**Written request**
Rewrite the lines below as a numbered list, skipping any blank lines and leaving the pictures out.

**Records shown**

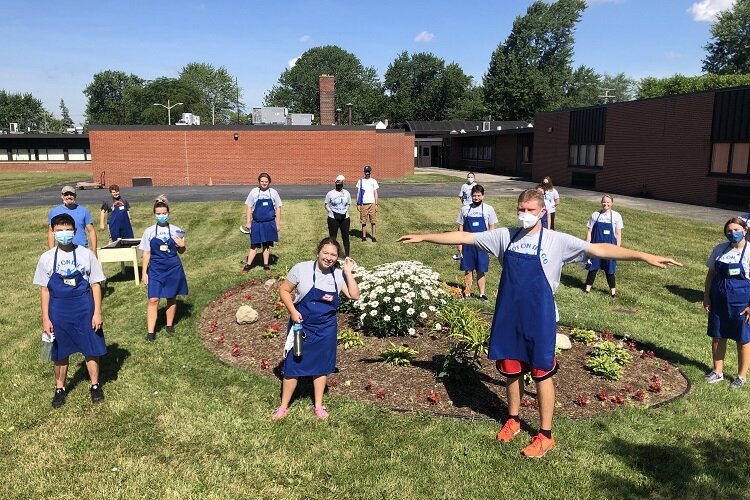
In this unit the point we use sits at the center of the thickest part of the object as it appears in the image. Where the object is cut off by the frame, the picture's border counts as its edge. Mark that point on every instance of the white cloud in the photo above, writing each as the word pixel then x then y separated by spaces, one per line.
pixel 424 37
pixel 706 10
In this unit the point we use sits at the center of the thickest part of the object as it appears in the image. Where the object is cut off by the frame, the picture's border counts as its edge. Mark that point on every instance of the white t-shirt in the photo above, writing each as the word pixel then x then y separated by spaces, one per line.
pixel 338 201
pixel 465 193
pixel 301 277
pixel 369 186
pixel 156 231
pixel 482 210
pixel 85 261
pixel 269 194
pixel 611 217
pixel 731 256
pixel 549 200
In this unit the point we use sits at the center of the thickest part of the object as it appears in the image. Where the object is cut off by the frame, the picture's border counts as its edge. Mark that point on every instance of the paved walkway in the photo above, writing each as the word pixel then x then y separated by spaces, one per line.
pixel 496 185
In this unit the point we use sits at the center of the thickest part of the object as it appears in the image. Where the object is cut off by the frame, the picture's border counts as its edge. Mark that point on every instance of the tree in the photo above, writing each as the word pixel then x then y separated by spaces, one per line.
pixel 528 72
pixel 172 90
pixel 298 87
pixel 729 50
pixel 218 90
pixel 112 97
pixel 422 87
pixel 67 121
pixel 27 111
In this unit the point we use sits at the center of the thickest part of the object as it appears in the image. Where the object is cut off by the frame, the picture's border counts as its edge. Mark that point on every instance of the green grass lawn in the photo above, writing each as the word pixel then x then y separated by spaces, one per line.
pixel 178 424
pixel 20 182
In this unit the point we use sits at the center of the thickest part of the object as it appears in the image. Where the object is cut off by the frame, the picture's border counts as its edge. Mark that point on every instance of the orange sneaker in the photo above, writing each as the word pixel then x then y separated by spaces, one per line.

**Answer to the exercise**
1. In this unit the point we use sits at the center of the thickest part of the object as it appears in the image. Where the object is cut off by the frame, the picture's border counts as its edge. Mark that point on every instance of the white cloud in the photo above, writing each as the word pixel then x then y separated by spaces, one per line.
2. pixel 424 37
3. pixel 706 10
4. In this unit the point we use sits at the center of the thickest part of the object as it appears in the image. Where the object is cut off by the frame, the picture's border counts as its edge. Mark that point on every instance of the white t-shirt in the photo above, writing each as the word pixel then x then y separated by spaces, one per line.
5. pixel 338 201
6. pixel 465 193
7. pixel 301 277
8. pixel 369 186
9. pixel 156 231
10. pixel 482 210
11. pixel 85 261
12. pixel 269 194
13. pixel 611 217
14. pixel 731 256
15. pixel 549 200
16. In this unit the point we use sits at the center of the thickest part of the object as it appears in the image. Where the object is cut off by the frame, the picture's border counts as its edge. Mark that point on every instance of the paved walkway in the photo above, writing each as the word pixel then x then y separated by spaces, one per line.
17. pixel 496 185
18. In this unit the point we use sits at the center of the thickest part of the object as it appears in the image. Where the object is cut off by the frame, the picture's border counts as its edge. Mark that point on every instance of the tree in the photo above, writing each as the word pixel then x then y separated by spaces, one per line.
19. pixel 528 72
20. pixel 172 90
21. pixel 298 87
22. pixel 729 50
23. pixel 218 90
24. pixel 112 97
25. pixel 422 87
26. pixel 67 121
27. pixel 27 111
28. In this unit the point we use sits at the center of the thickest part of the object as it appears in the image. Where the object is cut off by the frame, the picture's border counts as its edge. Mark that point on every instance of the green grass lawn in the photo above, writing each as the word pixel then x then y separated by spaces, one per line.
29. pixel 178 424
30. pixel 20 182
31. In this unit the point we use sits at the center of the thickest part of the object as it appears in the image. Where the object is cut off by the frame, the picture's border counts as its edge. Mark that point on every instance of the orange sneaker in the photo above, writing each as the word pixel then x then y separated by spaces, one per line.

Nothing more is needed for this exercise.